ЧТО ТРЕБУЕТСЯ => Преобразуйте все записи ниже в нумерованный список строк, пропустив пустые строки. Изображения в ответ не включайте.

ВХОДНЫЕ ДАННЫЕ =>

####################

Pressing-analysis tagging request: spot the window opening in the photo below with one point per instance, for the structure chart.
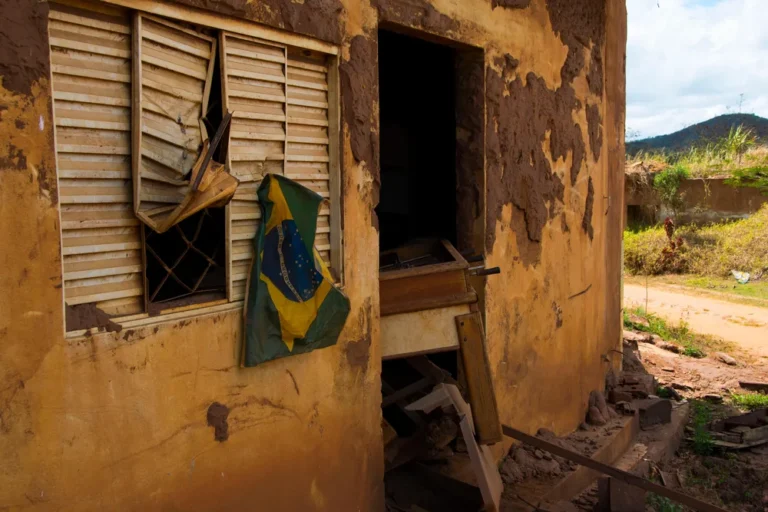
(186, 264)
(135, 95)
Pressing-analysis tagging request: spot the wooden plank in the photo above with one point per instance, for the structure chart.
(605, 469)
(228, 23)
(421, 332)
(407, 391)
(88, 21)
(426, 286)
(208, 84)
(409, 306)
(477, 369)
(136, 112)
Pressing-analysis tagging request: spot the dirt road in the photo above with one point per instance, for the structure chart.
(741, 324)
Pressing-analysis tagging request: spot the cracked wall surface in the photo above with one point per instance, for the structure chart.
(162, 417)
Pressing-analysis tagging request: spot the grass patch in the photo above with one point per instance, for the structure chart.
(737, 150)
(702, 439)
(662, 504)
(750, 401)
(693, 344)
(708, 251)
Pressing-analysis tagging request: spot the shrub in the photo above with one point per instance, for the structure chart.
(667, 185)
(753, 177)
(750, 401)
(712, 250)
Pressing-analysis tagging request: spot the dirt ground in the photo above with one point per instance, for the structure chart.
(734, 480)
(742, 324)
(696, 378)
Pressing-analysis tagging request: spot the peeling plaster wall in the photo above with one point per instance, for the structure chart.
(127, 421)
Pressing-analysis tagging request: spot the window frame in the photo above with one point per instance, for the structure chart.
(247, 28)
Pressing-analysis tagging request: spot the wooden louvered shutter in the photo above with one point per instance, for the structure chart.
(172, 80)
(101, 238)
(279, 99)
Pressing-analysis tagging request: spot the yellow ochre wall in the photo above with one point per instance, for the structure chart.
(117, 421)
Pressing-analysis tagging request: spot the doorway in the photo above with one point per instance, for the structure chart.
(418, 140)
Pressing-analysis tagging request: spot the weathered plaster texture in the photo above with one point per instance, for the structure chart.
(128, 421)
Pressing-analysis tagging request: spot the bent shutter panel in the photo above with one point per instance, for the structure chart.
(307, 155)
(253, 89)
(172, 79)
(279, 99)
(91, 81)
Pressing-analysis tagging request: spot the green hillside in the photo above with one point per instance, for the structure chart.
(712, 130)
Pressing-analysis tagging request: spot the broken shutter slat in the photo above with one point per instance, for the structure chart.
(308, 153)
(279, 98)
(172, 73)
(253, 88)
(101, 238)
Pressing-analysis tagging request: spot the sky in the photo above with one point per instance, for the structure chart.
(690, 60)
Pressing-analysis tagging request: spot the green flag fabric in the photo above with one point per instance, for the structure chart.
(291, 304)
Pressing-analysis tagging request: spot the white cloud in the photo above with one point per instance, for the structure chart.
(689, 60)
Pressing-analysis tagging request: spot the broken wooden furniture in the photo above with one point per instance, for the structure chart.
(422, 288)
(427, 307)
(741, 432)
(447, 396)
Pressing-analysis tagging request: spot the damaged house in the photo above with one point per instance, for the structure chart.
(469, 157)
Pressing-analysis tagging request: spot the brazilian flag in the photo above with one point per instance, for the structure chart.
(292, 306)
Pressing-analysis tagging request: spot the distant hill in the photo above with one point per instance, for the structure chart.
(701, 133)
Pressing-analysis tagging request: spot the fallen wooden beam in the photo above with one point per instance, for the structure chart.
(605, 469)
(407, 391)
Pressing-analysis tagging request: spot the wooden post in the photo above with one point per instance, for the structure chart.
(477, 370)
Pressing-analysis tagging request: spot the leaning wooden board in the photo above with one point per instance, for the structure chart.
(477, 371)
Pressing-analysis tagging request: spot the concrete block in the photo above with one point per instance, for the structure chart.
(619, 395)
(654, 411)
(616, 496)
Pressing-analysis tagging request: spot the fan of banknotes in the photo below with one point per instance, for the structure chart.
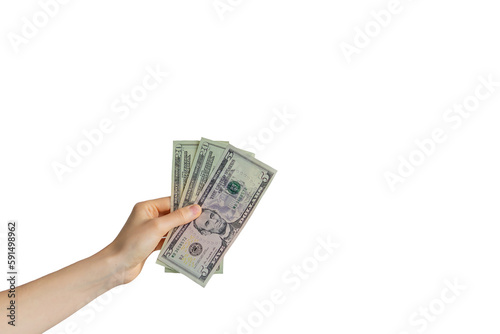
(227, 183)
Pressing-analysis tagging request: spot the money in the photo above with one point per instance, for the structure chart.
(186, 154)
(183, 155)
(229, 197)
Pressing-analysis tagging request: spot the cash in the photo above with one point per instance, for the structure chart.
(190, 171)
(228, 197)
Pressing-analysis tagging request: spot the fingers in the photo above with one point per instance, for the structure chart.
(178, 217)
(155, 207)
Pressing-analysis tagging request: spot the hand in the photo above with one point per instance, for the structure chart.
(142, 235)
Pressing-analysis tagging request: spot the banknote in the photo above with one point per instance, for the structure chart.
(183, 155)
(228, 199)
(184, 152)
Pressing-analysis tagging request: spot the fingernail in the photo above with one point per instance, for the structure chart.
(195, 210)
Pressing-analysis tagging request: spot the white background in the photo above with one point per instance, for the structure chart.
(226, 76)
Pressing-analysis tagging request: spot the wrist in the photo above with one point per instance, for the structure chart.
(112, 267)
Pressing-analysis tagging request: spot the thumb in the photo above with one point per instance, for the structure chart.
(178, 217)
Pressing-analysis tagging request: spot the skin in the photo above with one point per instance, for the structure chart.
(71, 288)
(211, 222)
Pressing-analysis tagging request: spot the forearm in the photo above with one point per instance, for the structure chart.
(48, 300)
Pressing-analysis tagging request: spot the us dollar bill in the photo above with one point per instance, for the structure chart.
(184, 153)
(228, 199)
(182, 158)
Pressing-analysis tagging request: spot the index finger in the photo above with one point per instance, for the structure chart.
(159, 206)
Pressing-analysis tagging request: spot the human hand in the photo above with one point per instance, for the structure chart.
(142, 235)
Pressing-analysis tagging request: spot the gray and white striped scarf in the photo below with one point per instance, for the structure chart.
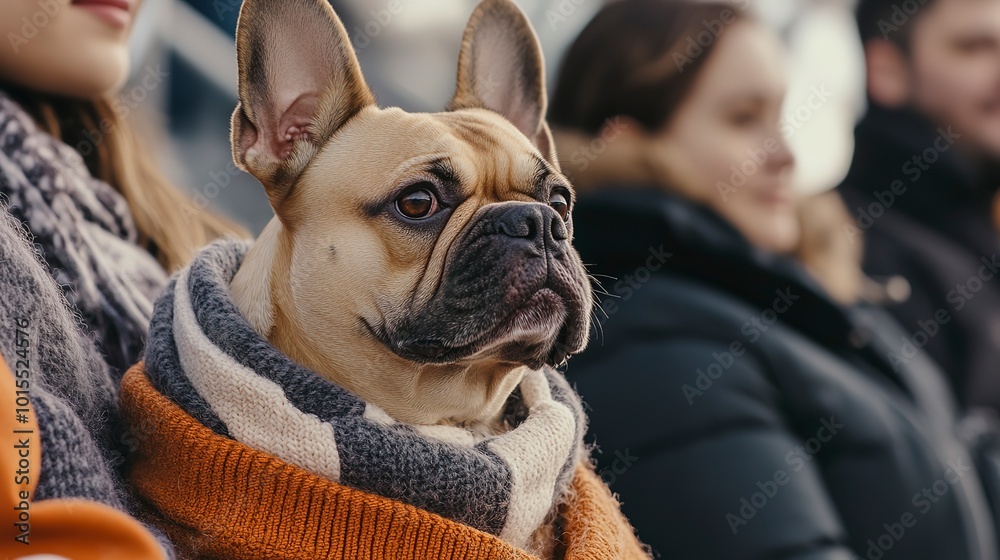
(83, 229)
(207, 358)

####################

ОТВЕТ НА ЗАДАНИЕ =>
1. Pressing-analysis tagging request: spot the window opening in the photo below with one point per instance, for the structure chart.
2. (186, 264)
3. (135, 95)
4. Pressing-analysis tagging request: spot the wooden plank in the photo above with one point per instance, for the structure chart.
5. (605, 469)
6. (228, 23)
7. (421, 332)
8. (407, 391)
9. (88, 21)
10. (426, 286)
11. (208, 84)
12. (409, 306)
13. (477, 369)
14. (136, 112)
15. Pressing-analysis tagging request: spot the dirt road in the photo above with one point per instance, for the structure chart.
16. (741, 324)
17. Pressing-analysis tagging request: spot the cracked wall surface in the photo above with one point per instance, for the structure chart.
18. (162, 417)
19. Pressing-analysis tagging request: spot the grass patch in the photo above with one point per instance, for the structure chart.
20. (737, 150)
21. (702, 439)
22. (662, 504)
23. (750, 401)
24. (693, 344)
25. (708, 251)
26. Pressing-analysis tagging request: spot the shrub in the photo above with one point per instance, for the structure chart.
27. (667, 185)
28. (753, 177)
29. (750, 401)
30. (712, 250)
31. Pressing-analysis tagging request: spot the dirt ground in the photo above with one point per instance, for the structure chart.
32. (734, 480)
33. (742, 324)
34. (696, 378)
35. Pressing-analysis tagging request: spot the peeling plaster wall in the photo above with one point per instance, for the structure chart.
36. (127, 421)
37. Pressing-analysis tagging request: spot the window frame in the photo above with one point per instance, for the structure chart.
38. (247, 28)
39. Pressing-analysis tagging request: spot the wooden louvered shutter in the photo above with one point per instance, for the structure chart.
40. (172, 80)
41. (101, 238)
42. (279, 99)
43. Pressing-analysis tagging request: spot the yellow ochre wall in the photo above with one point per instance, for the structure chart.
44. (117, 421)
45. Pressing-analysis tagging request: spot the doorway in the photo above with one point per instance, for the structure chart.
46. (418, 140)
47. Pressing-analysis tagging request: spot the weathered plaster texture in the photo above with one point per instance, for the structure chart.
48. (128, 421)
49. Pressing-analysis tagging request: spot the bent shutter panel in the photo above with one point per instance, for the structure chart.
50. (307, 155)
51. (253, 89)
52. (172, 79)
53. (279, 99)
54. (91, 81)
55. Pressing-analysis tagging request: spot the green hillside in the photo above with one point per instance, for the structure chart.
56. (712, 130)
57. Pressing-analysis tagging request: spot the broken shutter slat in the photo above with one point per instance, for the structure chart.
58. (308, 153)
59. (279, 98)
60. (172, 73)
61. (253, 88)
62. (101, 238)
63. Pressing-analysis tagging request: spot the sky in the photo above with one point per instance, for the structure chart.
64. (690, 60)
65. Pressing-analysis tagging request: spot the green flag fabric in the photo above with one point per instance, for the structure chart.
66. (291, 304)
67. Pressing-analysis tagging request: spot the white cloud in the photo above with one point per instance, for the structure chart.
68. (689, 60)
69. Pressing-analysis tagging request: spot the broken wooden furniture in the photo above with one point per instance, for the structure chart.
70. (422, 288)
71. (427, 307)
72. (741, 432)
73. (447, 396)
74. Pressing-analysis tagging request: spot the damaged house in the photo above with one point per instance, for the structure chart.
75. (469, 157)
76. Pressing-analysis tagging request: spot the brazilian flag in the photo above with one point per instance, for the structure chart.
77. (292, 306)
78. Pressing-analysis tagging request: spot the distant hill in the photo above with one point per instance, for the structure chart.
79. (701, 133)
80. Pressing-analysis tagging request: spot the fallen wooden beam in the photo above with one point per instance, for the structure chart.
81. (605, 469)
82. (407, 391)
83. Pressing-analysis tagging request: spot the wooden post in the photo above with one point per instance, for the structure chart.
84. (477, 370)
85. Pressing-analysis tagging request: spot the leaning wooden board in the photo above with one point per instance, for the structure chart.
86. (477, 371)
87. Pressing-analysis tagging request: spot the concrete block in the photo above with one point per instance, for the structure chart.
88. (619, 395)
89. (654, 411)
90. (616, 496)
91. Pressing-analysis tagging request: spot the fan of banknotes in the photo below with one point per instance, for the structure chart.
92. (227, 183)
93. Pressing-analysis tagging request: spot the money in the photo above with one point per instance, for the structure chart.
94. (186, 154)
95. (183, 155)
96. (229, 197)
97. Pressing-analysis tagging request: spot the cash in the photo above with one point per instance, for the structure chart.
98. (190, 171)
99. (228, 197)
100. Pressing-analysis tagging request: spot the fingers in the photo above with one point per instance, for the structure chart.
101. (178, 217)
102. (155, 207)
103. Pressing-analysis tagging request: spot the hand in the photo above with one point per instance, for the structure chart.
104. (142, 235)
105. Pressing-analysis tagging request: spot the banknote in the photo above with one point per instance, for the structure chart.
106. (183, 155)
107. (228, 199)
108. (184, 152)
109. Pressing-analysis tagging request: spot the fingernail in the photo above with one point per instance, for the structure chart.
110. (195, 210)
111. Pressing-analysis tagging request: spot the white background in the photo above with one point per instance, for the structure chart.
112. (226, 76)
113. Pressing-analysis tagging request: spot the wrist in the photo above with one point per instance, for the structure chart.
114. (112, 267)
115. Pressing-analysis tagging request: spot the thumb in the photo above with one point per instance, for the structure chart.
116. (178, 217)
117. Pressing-analysis tagging request: spot the skin in the photo above with one point per instance, for the structure chart.
118. (71, 288)
119. (211, 222)
120. Pressing-analysis tagging request: spot the forearm in the photo above with one point per instance, for the structure chart.
121. (48, 300)
122. Pressing-analysis tagging request: spot the us dollar bill in the photo above with one point per instance, for the structure chart.
123. (184, 153)
124. (228, 199)
125. (182, 158)
126. Pressing-analysis tagging request: spot the index finger in the photo above with one point per instance, for the structure chart.
127. (159, 206)
128. Pressing-analysis tagging request: spot the human hand in the photo above with one point per instance, for the structure chart.
129. (142, 235)
130. Pressing-analysis tagging request: spot the gray and white striped scarf in the photo below with one point per instance, for the structure chart.
131. (83, 229)
132. (207, 358)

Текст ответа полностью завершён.